ESTRATTO.

# Alen Halilovic



## Andreas89 (2 Marzo 2013)

_Alen Halilović (Zagabria, 18 giugno 1996) è un calciatore croato, attaccante della Dinamo Zagabria e della nazionale croata U-17
_

Da youtube:





_Talento della D.Zagabria,ex squadra nel neo-nerazzurro Mateo Kovacic,il ragazzo ha grandissime qualità,un gran sinistro,molto rapido e con una tecnica sopraffina.*Ricorda in alcune movenze Leo Messi*,anche per la posizione in campo(centro-destra,ruolo prediletto da Lionel prima di giocare da centravanti alla Hidegkuti),per la maestria palla al piede,ma soprattutto per le affinità puramente fisiche,oltre che tecnico-tattiche.Un campioncino dal futuro assicurato._


----------



## Splendidi Incisivi (2 Marzo 2013)

MA quanti ne stanno venendo fuori dalla Croazia ? Dopo Kovacic pure 'sto Halilovic.


----------



## Ena (2 Marzo 2013)

96 o.o mamma mia ha ancora 16 anni e ha già fatto due gol in sette partite, questo sarebbe da prendere subito perchè se si mantiene su questi passi tra un paio di anni varrà una cifra spropositata


----------



## Jino (2 Marzo 2013)

CONSEGNA 1.
Riproduci per intero la discussione su Alen Halilovic, senza cambiare nulla.
CONSEGNA 2.
Riporta tutte le righe dell'elenco sotto forma di lista numerata, saltando quelle vuote. Escludi le immagini dalla risposta.
La discussione su Alen Halilovic e l'elenco sono materiali indipendenti l'uno dall'altro.

MATERIALE FORNITO.
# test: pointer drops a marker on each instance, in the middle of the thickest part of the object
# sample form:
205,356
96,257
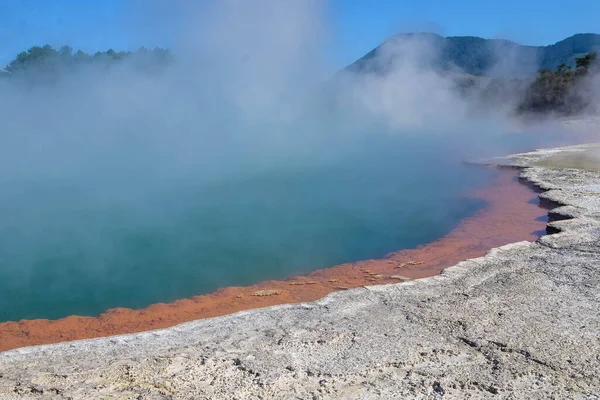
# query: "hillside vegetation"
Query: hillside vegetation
555,79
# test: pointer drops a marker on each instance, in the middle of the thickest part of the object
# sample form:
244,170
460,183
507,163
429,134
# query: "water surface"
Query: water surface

SOLUZIONE 1.
# Alen Halilovic



## Andreas89 (2 Marzo 2013)

_Alen Halilović (Zagabria, 18 giugno 1996) è un calciatore croato, attaccante della Dinamo Zagabria e della nazionale croata U-17
_

Da youtube:





_Talento della D.Zagabria,ex squadra nel neo-nerazzurro Mateo Kovacic,il ragazzo ha grandissime qualità,un gran sinistro,molto rapido e con una tecnica sopraffina.*Ricorda in alcune movenze Leo Messi*,anche per la posizione in campo(centro-destra,ruolo prediletto da Lionel prima di giocare da centravanti alla Hidegkuti),per la maestria palla al piede,ma soprattutto per le affinità puramente fisiche,oltre che tecnico-tattiche.Un campioncino dal futuro assicurato._


----------



## Splendidi Incisivi (2 Marzo 2013)

MA quanti ne stanno venendo fuori dalla Croazia ? Dopo Kovacic pure 'sto Halilovic.


----------



## Ena (2 Marzo 2013)

96 o.o mamma mia ha ancora 16 anni e ha già fatto due gol in sette partite, questo sarebbe da prendere subito perchè se si mantiene su questi passi tra un paio di anni varrà una cifra spropositata


----------



## Jino (2 Marzo 2013)

SOLUZIONE 2.
1. # test: pointer drops a marker on each instance, in the middle of the thickest part of the object
2. # sample form:
3. 205,356
4. 96,257
5. # query: "hillside vegetation"
6. Query: hillside vegetation
7. 555,79
8. # test: pointer drops a marker on each instance, in the middle of the thickest part of the object
9. # sample form:
10. 244,170
11. 460,183
12. 507,163
13. 429,134
14. # query: "water surface"
15. Query: water surface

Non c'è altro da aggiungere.